#### PASSAGE SHOWN
▼▼▼
When Justin Cornwell was cast as Detective Kyle Craig, the trainee cop on CBS’s television adaptation of Antoine Fuqua‘s Oscar-winning film, he was still living in Chicago, working in theater, doing commercials and bit-parts on television shows filming in the area. Once the pilot was picked up as a 13-episode series, he moved out to L.A., and signed with a stellar team. Then, at the end of February, Cornwell’s co-star Bill Paxton unexpectedly passed away. “Bill Paxton was my mentor, friend and a damn fine man. … There will never be another, but he lives on through his family and through the many people [whose] lives were changed,” the actor wrote in a public post. “It’s definitely something that is teaching me a lot,” he reflects over the phone.
▲▲▲
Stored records
▼▼▼
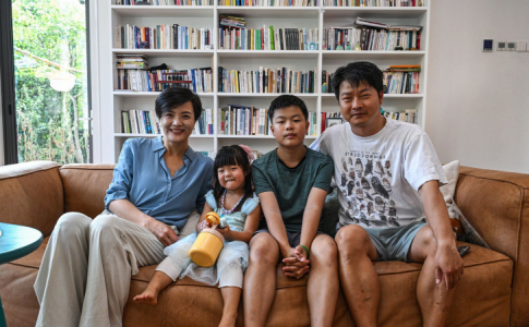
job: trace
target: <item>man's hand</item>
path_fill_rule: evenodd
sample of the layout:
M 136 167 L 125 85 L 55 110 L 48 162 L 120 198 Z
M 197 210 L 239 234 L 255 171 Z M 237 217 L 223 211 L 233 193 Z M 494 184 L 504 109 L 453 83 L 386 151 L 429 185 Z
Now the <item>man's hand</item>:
▲▲▲
#### EXERCISES
1. In the passage about Justin Cornwell, what city was he living in when he was cast as Detective Kyle Craig?
2. Condense the paragraph of the passage about Justin Cornwell that begins "When Justin Cornwell was cast" into a short bulleted list that keeps its main facts.
3. Print everything in the passage about Justin Cornwell from "When Justin Cornwell" down to "over the phone.".

#### WRITTEN ANSWERS
1. Chicago

2.
- Justin Cornwell was cast as Detective Kyle Craig, the trainee cop on CBS's television adaptation of Antoine Fuqua's Oscar-winning film.
- At the time, he lived in Chicago, working in theater and doing commercials and bit parts on TV shows filmed there.
- After the pilot was picked up as a 13-episode series, he moved to L.A. and signed with a stellar team.
- At the end of February, his co-star Bill Paxton unexpectedly died.
- In a public post, Cornwell called Paxton his mentor, friend and "a damn fine man," and he says the loss is teaching him a lot.

3.
When Justin Cornwell was cast as Detective Kyle Craig, the trainee cop on CBS’s television adaptation of Antoine Fuqua‘s Oscar-winning film, he was still living in Chicago, working in theater, doing commercials and bit-parts on television shows filming in the area. Once the pilot was picked up as a 13-episode series, he moved out to L.A., and signed with a stellar team. Then, at the end of February, Cornwell’s co-star Bill Paxton unexpectedly passed away. “Bill Paxton was my mentor, friend and a damn fine man. … There will never be another, but he lives on through his family and through the many people [whose] lives were changed,” the actor wrote in a public post. “It’s definitely something that is teaching me a lot,” he reflects over the phone.